EXERCISE INPUT START

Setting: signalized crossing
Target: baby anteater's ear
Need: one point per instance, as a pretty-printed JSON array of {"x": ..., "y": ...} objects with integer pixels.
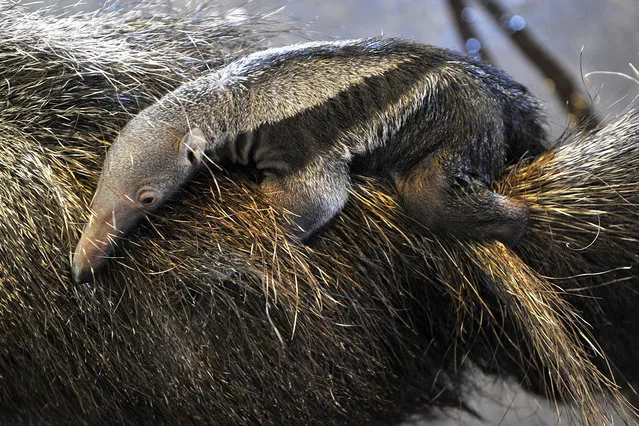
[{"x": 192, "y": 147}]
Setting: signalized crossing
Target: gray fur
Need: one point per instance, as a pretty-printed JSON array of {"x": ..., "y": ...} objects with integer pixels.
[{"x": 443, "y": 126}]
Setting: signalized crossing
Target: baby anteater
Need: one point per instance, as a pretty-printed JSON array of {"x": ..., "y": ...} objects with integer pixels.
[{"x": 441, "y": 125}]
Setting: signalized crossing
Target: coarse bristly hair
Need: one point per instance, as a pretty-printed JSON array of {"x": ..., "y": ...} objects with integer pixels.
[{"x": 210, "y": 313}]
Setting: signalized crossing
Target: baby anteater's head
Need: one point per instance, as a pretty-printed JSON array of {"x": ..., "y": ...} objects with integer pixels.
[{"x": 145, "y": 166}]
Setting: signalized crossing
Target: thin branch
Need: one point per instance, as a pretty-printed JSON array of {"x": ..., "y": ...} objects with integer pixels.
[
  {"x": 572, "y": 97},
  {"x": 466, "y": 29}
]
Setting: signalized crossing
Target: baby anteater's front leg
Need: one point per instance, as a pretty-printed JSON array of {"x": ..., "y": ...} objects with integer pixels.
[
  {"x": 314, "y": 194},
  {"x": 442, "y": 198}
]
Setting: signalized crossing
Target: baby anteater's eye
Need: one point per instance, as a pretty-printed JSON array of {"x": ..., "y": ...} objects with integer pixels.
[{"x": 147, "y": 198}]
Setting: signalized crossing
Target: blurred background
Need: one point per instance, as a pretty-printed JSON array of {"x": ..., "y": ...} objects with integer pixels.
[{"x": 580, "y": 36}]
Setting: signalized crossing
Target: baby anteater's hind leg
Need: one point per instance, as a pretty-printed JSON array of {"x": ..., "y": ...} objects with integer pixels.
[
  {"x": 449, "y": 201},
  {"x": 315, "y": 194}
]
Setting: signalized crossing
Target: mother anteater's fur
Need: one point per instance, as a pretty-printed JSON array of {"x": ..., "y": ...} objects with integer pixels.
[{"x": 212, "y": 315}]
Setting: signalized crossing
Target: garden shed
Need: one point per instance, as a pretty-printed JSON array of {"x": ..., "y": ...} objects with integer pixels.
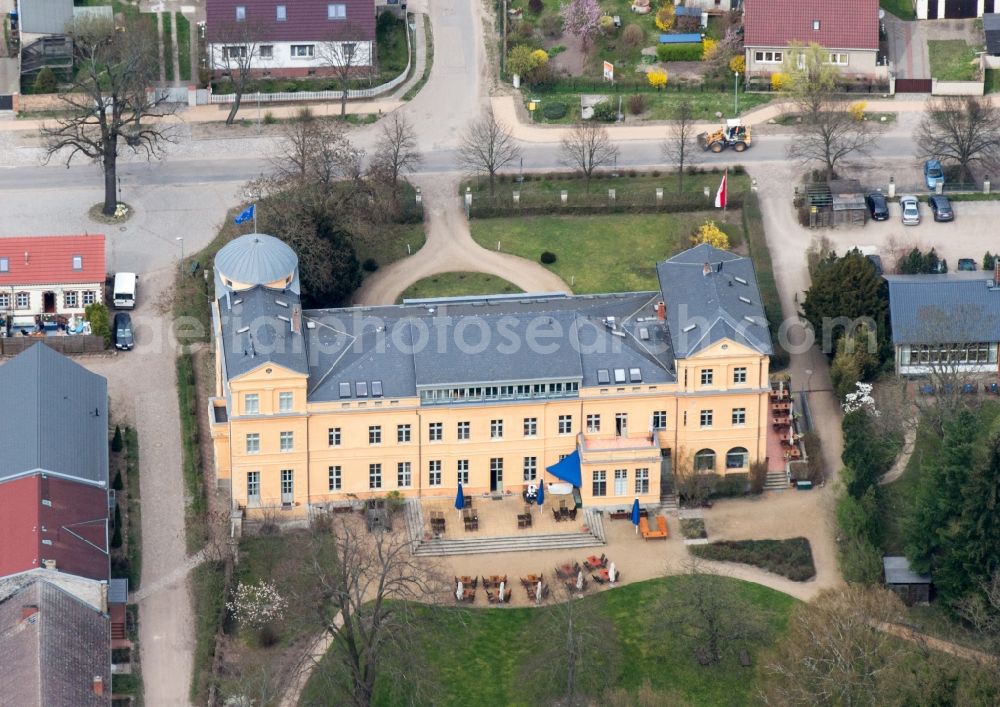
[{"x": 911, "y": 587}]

EXERCISE INPUT END

WHAT IS BEING ASKED »
Could you print the data exactly as it appears and keep the pictures out?

RESULT »
Setting: signalized crossing
Target: baby anteater's ear
Need: one point per instance, as a pretty-printed JSON array of {"x": ..., "y": ...} objects with integer pixels.
[{"x": 192, "y": 147}]
Setting: signalized crossing
Target: gray fur
Need: one point per instance, as a pretty-printed JSON array of {"x": ..., "y": ...} objects with integer pixels.
[{"x": 443, "y": 126}]
Setting: signalized crossing
Target: baby anteater
Need: one point per instance, as a pretty-printed JSON array of {"x": ..., "y": ...} objects with integer pixels.
[{"x": 441, "y": 125}]
Setting: signalized crossing
Target: coarse bristly hair
Need: one point per instance, as a pretty-printed JSON array of {"x": ..., "y": ...} objects with integer pixels.
[{"x": 210, "y": 313}]
Setting: signalized crossing
Target: baby anteater's head
Need: one point per instance, as a pretty-printed JSON array of {"x": ..., "y": ...} objects with integer pixels.
[{"x": 145, "y": 166}]
Setting: signalized crossing
Target: thin branch
Need: one point per instance, as a pretty-printed JSON array of {"x": ..., "y": ...} objects with integer pixels.
[
  {"x": 572, "y": 97},
  {"x": 466, "y": 29}
]
Setting: signalized crossing
Target: baby anteater's front leg
Need: one point per instance, as a pretty-printed JSON array of {"x": ..., "y": ...} objects with integer pixels.
[
  {"x": 314, "y": 194},
  {"x": 442, "y": 198}
]
Setting: signalized crossing
Target: baby anteater's eye
Need: one point per instance, as a pretty-printed JSON array of {"x": ..., "y": ...} objects with integer pixels.
[{"x": 147, "y": 198}]
Setting: signalized crossing
Target: blurred background
Need: one point per instance, as a pretty-printed JSON array of {"x": ..., "y": ...} objects with integer pixels.
[{"x": 580, "y": 36}]
Setting: signalized crossing
Target: baby anteater's hind leg
Need: one point per instance, as a pretty-printed JSON array of {"x": ..., "y": ...} objects with integer pixels.
[
  {"x": 449, "y": 201},
  {"x": 315, "y": 194}
]
Setting: signalized crossing
Target: mother anteater's fur
Need: one point per instance, as a pretty-printed JSON array of {"x": ..., "y": ...} objects with integer pixels.
[{"x": 212, "y": 315}]
Setting: signalized crossing
Target: garden shed
Need: one point per instance, as a pretty-printed JSON array of {"x": ..., "y": ...} objects with integer pixels.
[{"x": 911, "y": 587}]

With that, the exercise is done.